* Given request
Carry over the stretch from the line containing "ceiling fan in" through the end of the material, requests included, and add 41 to every coordinate in the answers, leaving the sample coordinates in the requests unchanged.

* Entries
________________________________________
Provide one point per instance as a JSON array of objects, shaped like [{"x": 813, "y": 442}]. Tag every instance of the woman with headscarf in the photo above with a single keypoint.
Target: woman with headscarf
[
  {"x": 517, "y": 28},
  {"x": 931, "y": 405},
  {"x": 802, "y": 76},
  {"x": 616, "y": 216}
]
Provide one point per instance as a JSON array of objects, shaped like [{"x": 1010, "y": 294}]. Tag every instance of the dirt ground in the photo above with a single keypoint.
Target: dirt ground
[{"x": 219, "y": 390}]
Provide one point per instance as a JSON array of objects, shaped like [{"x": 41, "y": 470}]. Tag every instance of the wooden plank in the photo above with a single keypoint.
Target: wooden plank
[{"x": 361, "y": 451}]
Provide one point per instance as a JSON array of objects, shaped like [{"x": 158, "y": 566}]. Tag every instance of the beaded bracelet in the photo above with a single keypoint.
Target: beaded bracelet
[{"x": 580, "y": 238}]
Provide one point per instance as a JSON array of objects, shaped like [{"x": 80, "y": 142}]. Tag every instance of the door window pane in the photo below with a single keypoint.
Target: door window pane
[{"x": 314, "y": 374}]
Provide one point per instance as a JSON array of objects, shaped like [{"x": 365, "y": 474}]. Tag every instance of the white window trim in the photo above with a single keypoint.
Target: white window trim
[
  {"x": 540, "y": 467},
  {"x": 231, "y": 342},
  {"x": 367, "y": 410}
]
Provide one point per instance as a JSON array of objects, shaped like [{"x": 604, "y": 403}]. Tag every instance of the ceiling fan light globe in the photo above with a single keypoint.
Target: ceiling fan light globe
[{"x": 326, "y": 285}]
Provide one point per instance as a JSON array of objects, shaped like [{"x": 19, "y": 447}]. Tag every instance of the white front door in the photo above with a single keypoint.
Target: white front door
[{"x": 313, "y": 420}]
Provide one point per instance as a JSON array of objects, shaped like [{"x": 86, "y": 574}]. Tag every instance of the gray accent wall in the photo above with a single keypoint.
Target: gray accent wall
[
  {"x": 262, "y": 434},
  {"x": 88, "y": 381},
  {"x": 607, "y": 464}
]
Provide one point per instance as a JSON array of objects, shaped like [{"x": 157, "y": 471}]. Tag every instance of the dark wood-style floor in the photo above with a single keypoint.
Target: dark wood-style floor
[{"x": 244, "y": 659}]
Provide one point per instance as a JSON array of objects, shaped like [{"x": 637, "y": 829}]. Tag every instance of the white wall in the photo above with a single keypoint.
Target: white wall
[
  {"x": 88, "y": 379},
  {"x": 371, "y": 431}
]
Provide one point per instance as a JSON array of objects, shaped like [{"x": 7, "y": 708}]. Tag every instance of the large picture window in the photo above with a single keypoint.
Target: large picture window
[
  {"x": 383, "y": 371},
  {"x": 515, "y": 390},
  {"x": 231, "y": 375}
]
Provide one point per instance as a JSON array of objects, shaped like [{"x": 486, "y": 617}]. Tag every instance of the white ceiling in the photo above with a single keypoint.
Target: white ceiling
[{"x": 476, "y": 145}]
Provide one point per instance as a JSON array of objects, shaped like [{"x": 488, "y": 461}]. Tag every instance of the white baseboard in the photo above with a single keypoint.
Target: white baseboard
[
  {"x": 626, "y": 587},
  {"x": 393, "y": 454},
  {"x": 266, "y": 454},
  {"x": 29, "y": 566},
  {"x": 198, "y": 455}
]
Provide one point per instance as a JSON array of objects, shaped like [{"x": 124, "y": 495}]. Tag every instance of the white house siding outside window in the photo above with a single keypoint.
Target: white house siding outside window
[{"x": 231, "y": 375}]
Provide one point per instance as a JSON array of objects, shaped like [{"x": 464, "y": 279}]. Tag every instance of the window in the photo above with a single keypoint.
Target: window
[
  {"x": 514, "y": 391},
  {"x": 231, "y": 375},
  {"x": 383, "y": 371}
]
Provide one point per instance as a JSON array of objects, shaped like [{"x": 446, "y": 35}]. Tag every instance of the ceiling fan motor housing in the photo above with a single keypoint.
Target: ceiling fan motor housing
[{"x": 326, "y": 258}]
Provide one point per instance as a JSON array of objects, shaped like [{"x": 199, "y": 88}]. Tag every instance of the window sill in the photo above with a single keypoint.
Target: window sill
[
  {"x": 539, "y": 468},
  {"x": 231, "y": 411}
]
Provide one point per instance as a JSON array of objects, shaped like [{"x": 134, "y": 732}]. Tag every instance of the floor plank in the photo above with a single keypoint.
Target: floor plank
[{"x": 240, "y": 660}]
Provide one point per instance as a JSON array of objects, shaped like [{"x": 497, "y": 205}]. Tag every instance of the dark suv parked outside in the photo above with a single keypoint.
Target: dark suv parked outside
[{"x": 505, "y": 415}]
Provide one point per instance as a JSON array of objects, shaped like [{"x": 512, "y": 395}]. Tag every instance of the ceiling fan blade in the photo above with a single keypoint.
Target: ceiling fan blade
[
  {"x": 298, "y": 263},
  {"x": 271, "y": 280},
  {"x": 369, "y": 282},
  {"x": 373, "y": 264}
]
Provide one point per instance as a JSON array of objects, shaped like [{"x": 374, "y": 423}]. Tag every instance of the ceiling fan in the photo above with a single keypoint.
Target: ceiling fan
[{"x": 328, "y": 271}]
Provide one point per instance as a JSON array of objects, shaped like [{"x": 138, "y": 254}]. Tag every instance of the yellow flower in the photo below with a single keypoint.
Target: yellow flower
________________________________________
* Expected answer
Provide one point per instance as a JSON array of objects, shaped like [{"x": 374, "y": 423}]. Tag every instance of the ceiling fan in the photo above with a single keypoint.
Target: ceiling fan
[{"x": 369, "y": 312}]
Provide one point per instance as a JSON array of objects, shaped like [{"x": 138, "y": 254}]. Tag every instance of the yellow flower in the photo below with a single keypoint.
Target: yellow flower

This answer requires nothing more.